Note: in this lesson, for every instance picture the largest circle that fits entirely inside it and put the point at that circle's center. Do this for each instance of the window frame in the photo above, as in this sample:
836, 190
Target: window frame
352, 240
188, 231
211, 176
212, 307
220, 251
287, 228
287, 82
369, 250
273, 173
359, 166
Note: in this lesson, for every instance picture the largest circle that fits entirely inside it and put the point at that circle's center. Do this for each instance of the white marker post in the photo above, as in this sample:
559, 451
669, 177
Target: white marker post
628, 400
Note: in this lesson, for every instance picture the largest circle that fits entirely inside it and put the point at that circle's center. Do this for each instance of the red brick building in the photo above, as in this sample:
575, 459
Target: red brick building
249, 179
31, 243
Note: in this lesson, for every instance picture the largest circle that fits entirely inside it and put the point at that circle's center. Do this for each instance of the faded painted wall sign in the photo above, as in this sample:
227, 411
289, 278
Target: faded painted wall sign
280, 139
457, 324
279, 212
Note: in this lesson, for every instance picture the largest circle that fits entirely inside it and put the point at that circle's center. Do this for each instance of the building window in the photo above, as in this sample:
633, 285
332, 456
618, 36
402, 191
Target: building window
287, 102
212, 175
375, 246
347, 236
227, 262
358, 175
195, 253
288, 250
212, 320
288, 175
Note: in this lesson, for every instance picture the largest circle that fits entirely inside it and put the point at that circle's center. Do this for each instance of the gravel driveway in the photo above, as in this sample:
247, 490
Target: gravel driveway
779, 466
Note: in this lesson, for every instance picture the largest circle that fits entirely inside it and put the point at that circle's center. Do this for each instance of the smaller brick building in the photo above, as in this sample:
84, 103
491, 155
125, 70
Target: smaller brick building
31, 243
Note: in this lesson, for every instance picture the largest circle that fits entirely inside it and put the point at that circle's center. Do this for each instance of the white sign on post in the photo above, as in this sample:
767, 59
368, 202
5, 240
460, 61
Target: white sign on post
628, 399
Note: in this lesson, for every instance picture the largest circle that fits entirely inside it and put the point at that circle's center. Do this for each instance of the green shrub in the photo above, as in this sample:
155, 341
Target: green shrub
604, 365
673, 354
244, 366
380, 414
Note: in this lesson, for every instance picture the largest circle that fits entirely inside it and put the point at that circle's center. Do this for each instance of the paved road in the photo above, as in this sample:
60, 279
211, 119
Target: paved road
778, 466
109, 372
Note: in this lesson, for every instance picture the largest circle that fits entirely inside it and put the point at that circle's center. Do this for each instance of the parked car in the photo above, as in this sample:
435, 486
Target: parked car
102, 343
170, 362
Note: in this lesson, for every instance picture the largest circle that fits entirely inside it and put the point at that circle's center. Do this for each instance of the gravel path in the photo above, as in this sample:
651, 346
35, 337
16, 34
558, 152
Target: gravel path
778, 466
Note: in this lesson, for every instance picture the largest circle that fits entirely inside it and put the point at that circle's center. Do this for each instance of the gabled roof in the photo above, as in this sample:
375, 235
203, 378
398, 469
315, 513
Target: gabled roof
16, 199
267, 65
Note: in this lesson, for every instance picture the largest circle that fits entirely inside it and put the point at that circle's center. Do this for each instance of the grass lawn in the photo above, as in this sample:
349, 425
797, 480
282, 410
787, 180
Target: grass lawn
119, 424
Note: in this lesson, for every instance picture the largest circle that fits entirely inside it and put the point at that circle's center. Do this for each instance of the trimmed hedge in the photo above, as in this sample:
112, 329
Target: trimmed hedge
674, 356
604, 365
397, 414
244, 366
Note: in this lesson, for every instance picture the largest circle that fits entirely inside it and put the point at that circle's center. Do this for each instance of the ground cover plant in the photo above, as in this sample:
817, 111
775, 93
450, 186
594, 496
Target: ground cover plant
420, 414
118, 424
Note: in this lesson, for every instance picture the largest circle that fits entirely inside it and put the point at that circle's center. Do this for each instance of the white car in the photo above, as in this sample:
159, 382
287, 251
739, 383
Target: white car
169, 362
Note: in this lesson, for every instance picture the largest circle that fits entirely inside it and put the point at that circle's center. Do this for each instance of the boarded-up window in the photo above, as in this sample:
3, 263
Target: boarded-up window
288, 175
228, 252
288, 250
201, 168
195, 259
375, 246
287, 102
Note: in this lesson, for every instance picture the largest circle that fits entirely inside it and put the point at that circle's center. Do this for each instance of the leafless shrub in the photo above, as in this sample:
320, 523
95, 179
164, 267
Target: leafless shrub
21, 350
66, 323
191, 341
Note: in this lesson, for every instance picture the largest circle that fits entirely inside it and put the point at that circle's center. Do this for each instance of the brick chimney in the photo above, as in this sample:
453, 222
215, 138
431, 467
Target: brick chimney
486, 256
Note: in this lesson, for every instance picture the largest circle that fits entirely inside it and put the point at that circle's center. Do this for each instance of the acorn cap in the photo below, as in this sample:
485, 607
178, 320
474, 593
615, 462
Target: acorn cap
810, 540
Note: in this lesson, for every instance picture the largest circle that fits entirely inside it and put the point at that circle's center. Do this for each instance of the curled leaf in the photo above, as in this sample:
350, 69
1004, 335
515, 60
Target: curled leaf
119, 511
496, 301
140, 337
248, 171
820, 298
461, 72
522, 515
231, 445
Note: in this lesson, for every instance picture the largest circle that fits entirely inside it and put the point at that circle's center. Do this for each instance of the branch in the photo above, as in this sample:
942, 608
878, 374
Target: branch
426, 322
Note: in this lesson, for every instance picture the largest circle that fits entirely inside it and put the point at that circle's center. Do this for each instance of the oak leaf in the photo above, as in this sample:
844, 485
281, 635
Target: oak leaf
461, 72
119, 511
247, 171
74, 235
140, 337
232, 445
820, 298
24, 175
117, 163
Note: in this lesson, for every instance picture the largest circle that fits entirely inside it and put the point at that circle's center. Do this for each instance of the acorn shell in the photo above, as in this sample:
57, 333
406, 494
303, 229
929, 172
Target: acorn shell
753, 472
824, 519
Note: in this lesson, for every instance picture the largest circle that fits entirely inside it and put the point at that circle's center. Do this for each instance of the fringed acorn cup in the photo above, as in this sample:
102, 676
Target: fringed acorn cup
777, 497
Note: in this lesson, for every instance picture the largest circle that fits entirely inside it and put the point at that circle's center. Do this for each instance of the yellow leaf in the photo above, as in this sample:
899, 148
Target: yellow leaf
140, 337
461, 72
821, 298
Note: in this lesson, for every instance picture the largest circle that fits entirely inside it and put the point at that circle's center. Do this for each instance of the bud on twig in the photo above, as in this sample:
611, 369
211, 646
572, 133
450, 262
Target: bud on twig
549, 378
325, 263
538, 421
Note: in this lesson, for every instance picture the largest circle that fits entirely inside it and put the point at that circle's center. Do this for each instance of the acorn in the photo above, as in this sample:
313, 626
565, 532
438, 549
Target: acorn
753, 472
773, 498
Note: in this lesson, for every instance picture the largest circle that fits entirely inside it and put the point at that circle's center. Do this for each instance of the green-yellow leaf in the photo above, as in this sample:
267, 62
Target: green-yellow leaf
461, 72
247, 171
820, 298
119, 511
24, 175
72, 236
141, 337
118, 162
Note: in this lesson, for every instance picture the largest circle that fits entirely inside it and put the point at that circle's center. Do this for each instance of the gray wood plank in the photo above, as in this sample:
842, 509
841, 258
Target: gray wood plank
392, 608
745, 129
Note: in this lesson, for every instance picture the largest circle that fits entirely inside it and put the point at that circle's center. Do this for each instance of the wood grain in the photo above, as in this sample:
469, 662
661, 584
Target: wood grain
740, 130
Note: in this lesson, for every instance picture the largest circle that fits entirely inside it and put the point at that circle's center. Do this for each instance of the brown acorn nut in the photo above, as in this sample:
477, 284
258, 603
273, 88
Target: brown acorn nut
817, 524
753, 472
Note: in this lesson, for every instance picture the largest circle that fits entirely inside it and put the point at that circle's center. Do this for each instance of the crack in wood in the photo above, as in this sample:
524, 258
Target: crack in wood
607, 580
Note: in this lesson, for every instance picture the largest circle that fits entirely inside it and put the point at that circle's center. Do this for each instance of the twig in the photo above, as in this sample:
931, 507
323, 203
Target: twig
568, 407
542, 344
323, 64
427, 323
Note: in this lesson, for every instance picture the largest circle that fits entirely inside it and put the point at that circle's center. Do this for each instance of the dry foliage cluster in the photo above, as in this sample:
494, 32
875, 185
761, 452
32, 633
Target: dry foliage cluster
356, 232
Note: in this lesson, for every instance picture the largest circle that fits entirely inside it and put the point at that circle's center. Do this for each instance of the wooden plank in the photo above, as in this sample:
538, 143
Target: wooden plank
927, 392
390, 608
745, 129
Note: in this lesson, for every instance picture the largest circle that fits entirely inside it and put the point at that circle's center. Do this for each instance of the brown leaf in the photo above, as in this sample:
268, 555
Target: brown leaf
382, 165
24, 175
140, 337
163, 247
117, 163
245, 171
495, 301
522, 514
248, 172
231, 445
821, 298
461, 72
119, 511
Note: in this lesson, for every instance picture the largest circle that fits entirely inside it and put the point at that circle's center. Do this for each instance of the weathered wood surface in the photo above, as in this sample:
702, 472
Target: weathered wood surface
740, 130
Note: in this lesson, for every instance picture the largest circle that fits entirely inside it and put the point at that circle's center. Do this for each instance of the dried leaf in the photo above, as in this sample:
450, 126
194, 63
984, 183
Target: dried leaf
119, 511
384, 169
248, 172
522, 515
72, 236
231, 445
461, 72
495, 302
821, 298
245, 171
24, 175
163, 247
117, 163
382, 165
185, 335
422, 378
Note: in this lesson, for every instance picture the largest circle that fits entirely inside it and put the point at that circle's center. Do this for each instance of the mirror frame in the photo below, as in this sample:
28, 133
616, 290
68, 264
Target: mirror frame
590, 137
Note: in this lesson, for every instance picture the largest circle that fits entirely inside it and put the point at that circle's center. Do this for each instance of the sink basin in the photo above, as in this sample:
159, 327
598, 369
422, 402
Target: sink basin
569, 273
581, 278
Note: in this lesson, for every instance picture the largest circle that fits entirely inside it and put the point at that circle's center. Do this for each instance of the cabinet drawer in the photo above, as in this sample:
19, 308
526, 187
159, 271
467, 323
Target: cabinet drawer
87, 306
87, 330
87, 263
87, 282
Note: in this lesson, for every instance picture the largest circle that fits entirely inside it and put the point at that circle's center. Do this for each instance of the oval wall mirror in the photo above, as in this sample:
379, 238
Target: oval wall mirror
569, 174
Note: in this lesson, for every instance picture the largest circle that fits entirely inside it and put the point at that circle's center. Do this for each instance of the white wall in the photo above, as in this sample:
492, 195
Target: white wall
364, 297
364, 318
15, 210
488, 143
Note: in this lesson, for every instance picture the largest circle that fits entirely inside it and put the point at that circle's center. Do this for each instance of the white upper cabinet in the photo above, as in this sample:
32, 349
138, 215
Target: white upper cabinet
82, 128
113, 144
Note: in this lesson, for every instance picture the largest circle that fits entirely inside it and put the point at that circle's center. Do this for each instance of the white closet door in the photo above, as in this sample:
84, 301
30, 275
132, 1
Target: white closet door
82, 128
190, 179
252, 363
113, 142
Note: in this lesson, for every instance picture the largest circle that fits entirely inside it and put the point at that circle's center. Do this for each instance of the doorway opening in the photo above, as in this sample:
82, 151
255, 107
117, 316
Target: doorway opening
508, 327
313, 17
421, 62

▬▬▬

--- Given request ---
Copy out, word for word, everything in the items above from the line containing "of the doorway" down to the end of the items.

--- Complete response ---
Note: in this lesson, for every instance picture the largest circle that fits entirely inside it and put the point at that circle's center. Do this for each instance of the doorway opening in the photo above, as in this sample:
82, 151
255, 107
117, 316
Target: doorway opening
508, 327
313, 17
421, 62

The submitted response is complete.